(Data records)

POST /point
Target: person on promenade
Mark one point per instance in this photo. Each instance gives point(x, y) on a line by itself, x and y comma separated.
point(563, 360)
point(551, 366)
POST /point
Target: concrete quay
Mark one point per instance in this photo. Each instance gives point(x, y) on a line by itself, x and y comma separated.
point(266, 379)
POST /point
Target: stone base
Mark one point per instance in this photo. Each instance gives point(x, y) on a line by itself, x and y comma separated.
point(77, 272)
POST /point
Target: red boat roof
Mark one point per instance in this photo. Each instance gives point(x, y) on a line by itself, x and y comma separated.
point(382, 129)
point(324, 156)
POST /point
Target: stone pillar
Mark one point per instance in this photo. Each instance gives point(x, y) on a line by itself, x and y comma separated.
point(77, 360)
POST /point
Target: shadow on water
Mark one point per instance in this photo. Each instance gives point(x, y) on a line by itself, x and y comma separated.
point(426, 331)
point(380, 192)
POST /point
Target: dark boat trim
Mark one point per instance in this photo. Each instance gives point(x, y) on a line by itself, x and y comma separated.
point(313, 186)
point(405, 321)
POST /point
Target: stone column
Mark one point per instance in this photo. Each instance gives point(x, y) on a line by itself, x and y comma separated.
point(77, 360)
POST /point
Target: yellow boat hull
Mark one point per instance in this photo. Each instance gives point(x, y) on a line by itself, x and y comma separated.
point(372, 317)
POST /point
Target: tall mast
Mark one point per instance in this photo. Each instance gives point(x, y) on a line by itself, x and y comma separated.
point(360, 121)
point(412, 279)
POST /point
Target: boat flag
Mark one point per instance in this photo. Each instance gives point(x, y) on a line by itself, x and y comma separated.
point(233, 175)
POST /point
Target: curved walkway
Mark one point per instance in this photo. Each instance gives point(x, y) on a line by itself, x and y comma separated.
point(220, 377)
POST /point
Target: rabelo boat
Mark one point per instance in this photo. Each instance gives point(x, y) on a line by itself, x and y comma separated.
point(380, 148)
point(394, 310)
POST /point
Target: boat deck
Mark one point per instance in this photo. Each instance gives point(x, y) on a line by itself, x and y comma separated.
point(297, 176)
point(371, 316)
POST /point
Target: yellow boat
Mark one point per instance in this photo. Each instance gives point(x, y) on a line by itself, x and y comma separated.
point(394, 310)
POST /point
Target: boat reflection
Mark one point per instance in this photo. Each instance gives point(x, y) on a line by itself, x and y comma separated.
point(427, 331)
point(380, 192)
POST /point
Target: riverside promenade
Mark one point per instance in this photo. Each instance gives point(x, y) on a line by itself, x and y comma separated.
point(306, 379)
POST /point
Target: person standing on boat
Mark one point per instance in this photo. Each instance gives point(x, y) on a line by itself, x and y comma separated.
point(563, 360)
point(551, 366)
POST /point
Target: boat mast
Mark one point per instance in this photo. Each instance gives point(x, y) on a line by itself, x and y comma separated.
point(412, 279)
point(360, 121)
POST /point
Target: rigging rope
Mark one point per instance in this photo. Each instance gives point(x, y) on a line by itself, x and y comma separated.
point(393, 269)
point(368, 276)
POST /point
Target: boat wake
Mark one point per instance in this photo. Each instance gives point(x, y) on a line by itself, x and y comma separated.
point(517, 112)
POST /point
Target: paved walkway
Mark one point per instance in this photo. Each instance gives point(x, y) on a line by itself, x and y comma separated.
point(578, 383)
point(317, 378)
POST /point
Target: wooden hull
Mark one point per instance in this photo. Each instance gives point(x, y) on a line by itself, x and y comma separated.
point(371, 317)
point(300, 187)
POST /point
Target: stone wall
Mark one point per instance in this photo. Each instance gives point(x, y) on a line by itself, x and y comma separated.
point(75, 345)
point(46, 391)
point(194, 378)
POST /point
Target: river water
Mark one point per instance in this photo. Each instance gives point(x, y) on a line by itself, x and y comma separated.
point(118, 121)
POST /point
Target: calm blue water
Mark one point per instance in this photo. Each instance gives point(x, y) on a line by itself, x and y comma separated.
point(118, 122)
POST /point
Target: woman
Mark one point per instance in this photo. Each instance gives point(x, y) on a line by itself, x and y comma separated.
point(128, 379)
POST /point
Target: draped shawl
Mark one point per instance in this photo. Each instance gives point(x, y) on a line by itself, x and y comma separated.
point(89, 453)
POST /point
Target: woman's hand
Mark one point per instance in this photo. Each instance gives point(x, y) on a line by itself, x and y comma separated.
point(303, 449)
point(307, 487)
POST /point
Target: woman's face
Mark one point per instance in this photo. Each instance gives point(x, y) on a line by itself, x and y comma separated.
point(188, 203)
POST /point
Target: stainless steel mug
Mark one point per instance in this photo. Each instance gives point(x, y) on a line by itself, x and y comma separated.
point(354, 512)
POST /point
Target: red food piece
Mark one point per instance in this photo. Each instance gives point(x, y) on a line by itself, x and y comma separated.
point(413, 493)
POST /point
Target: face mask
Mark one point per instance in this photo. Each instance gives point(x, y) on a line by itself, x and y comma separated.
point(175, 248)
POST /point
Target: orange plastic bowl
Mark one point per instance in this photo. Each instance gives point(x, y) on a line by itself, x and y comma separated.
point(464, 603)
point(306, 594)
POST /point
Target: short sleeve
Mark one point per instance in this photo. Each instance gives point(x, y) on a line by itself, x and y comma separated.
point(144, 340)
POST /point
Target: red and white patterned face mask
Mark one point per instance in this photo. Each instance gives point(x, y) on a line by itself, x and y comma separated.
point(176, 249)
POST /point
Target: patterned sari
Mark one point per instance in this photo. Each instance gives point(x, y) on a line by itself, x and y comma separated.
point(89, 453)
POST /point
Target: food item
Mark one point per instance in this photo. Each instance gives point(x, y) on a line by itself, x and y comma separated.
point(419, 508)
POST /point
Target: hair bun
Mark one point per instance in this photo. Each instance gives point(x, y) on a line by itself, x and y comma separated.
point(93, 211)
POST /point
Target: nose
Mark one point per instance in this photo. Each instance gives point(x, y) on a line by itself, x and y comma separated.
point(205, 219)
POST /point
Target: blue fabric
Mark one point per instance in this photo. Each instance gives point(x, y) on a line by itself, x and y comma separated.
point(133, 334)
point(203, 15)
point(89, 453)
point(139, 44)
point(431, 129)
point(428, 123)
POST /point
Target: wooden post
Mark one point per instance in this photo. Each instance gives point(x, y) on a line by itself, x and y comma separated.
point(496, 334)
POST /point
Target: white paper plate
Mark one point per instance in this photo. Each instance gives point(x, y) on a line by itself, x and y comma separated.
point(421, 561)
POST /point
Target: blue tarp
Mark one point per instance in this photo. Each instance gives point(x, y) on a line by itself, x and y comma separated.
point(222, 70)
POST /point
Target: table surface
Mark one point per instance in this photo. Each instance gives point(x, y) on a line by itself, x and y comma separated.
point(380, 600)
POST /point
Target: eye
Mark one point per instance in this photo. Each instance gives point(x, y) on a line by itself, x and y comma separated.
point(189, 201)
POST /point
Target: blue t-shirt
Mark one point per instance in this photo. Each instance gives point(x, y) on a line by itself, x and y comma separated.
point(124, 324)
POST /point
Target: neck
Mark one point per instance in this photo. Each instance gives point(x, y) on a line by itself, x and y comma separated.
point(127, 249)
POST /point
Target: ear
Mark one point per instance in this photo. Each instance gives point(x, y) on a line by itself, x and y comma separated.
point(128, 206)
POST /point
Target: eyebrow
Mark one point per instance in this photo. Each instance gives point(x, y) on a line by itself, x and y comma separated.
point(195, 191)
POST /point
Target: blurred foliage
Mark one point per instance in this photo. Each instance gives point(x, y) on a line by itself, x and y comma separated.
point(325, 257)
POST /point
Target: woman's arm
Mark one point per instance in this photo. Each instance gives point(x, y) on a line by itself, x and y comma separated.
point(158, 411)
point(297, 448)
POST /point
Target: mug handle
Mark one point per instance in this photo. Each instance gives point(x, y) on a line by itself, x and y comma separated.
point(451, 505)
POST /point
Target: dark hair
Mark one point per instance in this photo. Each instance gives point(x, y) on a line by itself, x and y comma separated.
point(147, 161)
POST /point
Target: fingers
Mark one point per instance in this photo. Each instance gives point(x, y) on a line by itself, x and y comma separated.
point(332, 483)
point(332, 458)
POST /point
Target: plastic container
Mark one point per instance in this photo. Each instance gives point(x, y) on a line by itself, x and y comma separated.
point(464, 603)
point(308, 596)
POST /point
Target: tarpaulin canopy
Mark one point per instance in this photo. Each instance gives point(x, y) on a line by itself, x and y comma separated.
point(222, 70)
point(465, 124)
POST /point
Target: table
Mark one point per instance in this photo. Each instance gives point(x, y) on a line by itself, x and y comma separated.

---

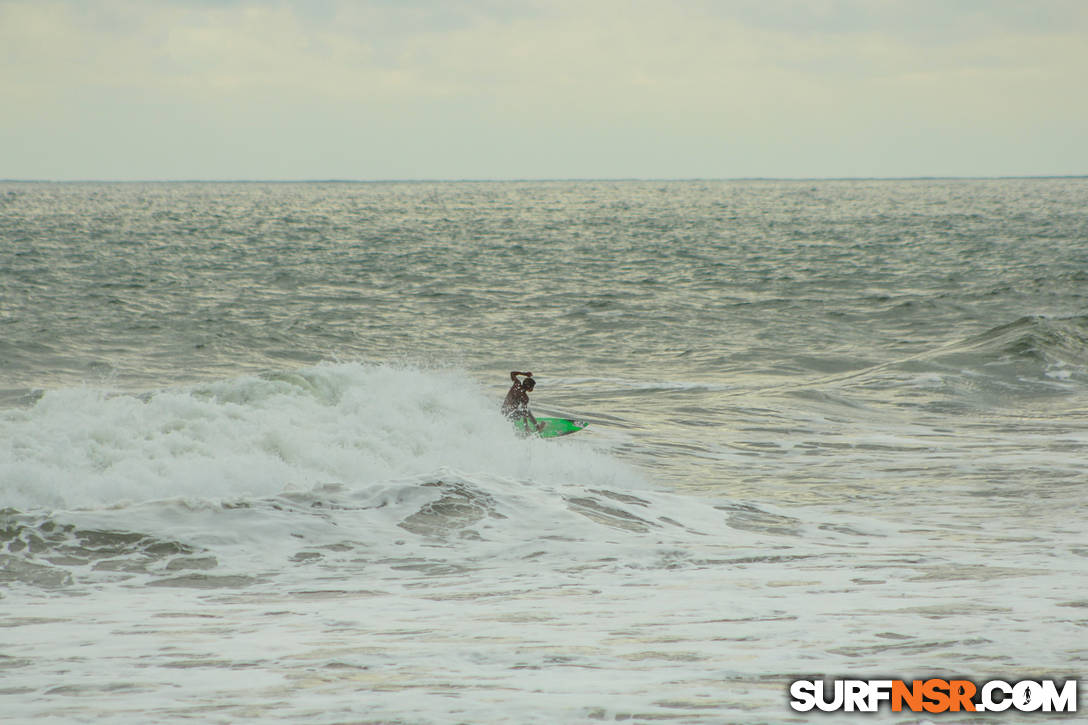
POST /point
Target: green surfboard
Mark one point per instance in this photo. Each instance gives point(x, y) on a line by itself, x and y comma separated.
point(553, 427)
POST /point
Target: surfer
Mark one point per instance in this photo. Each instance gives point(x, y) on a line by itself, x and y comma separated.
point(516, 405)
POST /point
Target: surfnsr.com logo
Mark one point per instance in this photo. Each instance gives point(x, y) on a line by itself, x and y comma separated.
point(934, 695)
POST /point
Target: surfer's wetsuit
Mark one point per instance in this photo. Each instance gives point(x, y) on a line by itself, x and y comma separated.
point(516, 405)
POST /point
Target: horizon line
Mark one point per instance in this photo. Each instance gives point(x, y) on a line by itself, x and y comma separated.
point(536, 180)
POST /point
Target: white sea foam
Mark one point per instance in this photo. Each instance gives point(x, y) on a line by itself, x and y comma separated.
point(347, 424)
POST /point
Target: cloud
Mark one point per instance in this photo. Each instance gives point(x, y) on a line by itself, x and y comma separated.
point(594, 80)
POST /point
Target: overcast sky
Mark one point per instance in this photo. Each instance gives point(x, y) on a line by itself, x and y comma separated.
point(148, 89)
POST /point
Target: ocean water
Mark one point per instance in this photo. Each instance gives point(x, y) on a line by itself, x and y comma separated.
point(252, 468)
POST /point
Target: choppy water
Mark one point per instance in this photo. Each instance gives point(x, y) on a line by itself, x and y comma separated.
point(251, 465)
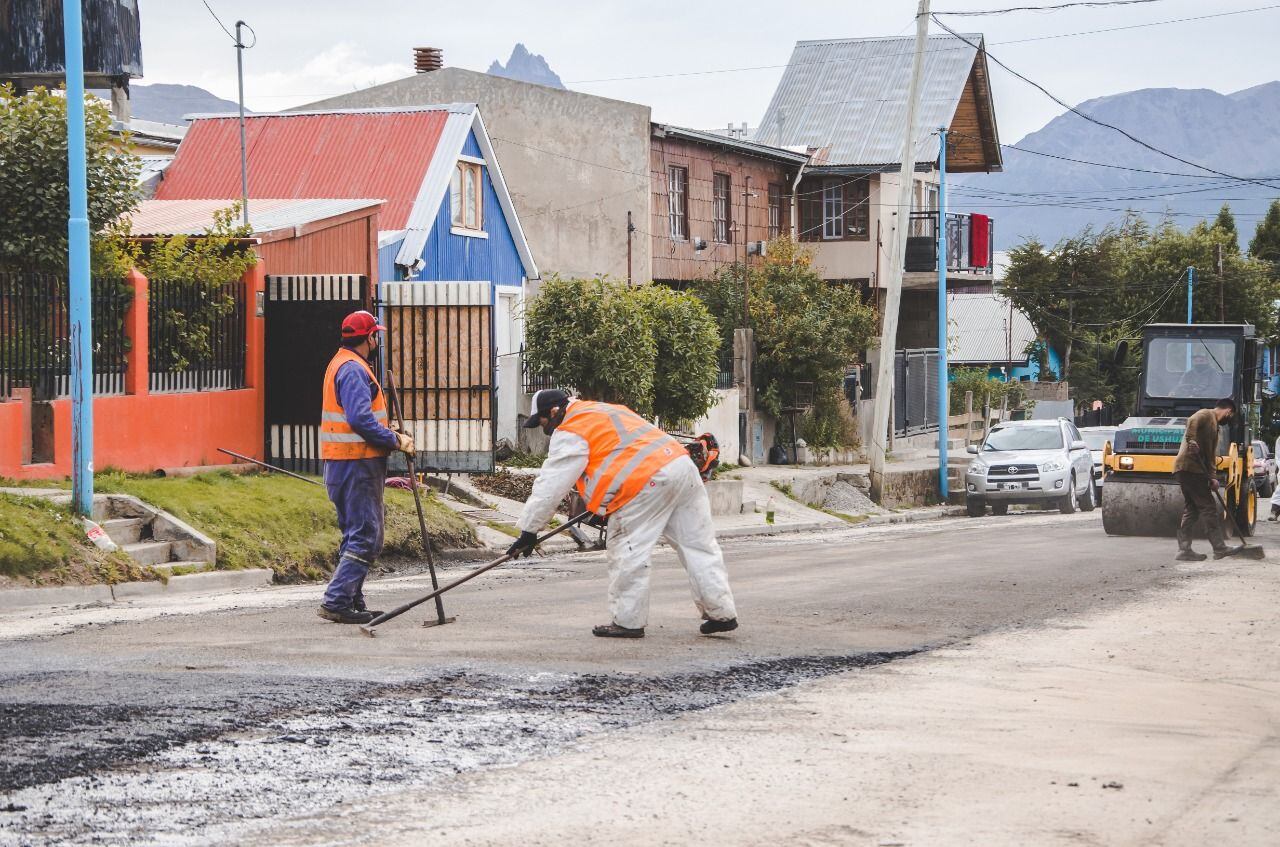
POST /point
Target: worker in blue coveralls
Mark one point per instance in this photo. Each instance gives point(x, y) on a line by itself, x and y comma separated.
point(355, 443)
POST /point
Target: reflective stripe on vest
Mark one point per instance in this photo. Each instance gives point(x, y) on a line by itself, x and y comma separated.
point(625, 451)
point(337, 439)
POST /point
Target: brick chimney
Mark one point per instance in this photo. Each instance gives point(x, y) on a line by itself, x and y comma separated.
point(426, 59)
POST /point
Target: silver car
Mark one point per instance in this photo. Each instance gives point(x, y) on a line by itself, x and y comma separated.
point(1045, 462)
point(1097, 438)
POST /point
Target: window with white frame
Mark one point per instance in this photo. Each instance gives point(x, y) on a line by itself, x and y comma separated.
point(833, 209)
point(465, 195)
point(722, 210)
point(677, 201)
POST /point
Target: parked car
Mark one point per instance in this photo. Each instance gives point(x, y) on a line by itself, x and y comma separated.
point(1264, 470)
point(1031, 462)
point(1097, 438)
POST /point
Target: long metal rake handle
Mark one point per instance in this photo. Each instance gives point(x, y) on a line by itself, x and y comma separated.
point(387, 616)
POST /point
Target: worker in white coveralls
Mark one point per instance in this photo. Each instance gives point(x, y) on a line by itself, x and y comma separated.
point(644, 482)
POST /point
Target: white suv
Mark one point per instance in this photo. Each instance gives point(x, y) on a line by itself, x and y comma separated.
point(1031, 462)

Work task. In the data above, find the line that contains "Target: draped shawl" and the line that contains "Target: patterned sari". Repeat exactly those lines and every line between them, and only those.

Answer box.
Target: draped shawl
Mark one point per instance in this photo. Each instance gives point(x, y) on a line by itself, x and y comma separated.
point(89, 453)
POST /point
Target: woman's hand
Mark one point per instance in this photo. Each instance gives point(x, y) on a line by itself, x and y comma separated.
point(303, 449)
point(307, 487)
POST /point
Target: woman's face
Mark one point per instance in this photo. Each instance gives point(x, y) on a line by itself, x and y comma separated.
point(188, 203)
POST /point
Target: stainless steel mug
Mark one point per instance in this photo. Each instance gives point(x, y) on a line by itself, x and y comma separated.
point(354, 512)
POST /point
Target: red food piece
Mark one point per instance in this photo. Each instance gives point(x, y) on a line by itself, x and y comma separated.
point(413, 493)
POST /point
Target: face mask
Mark one point per instance in this photo. Each instance gives point(x, y) on a line by itself, x and y comma separated.
point(175, 248)
POST /point
Target: orange plastic bowl
Mark one point per instance in this photo. Each instance gives point(x, y) on a line by itself, x and y comma separated.
point(464, 603)
point(306, 594)
POST /point
Target: short sleeve
Mark one point per instance in this photo. Each instance gives point(x, y) on a line by itself, x and y comma separated.
point(144, 340)
POST /point
Target: red and white patterned face mask
Mark one point per instance in this photo. Each instance gives point(x, y) on a line by itself, x and y comma separated.
point(176, 249)
POST /point
Target: patterned sari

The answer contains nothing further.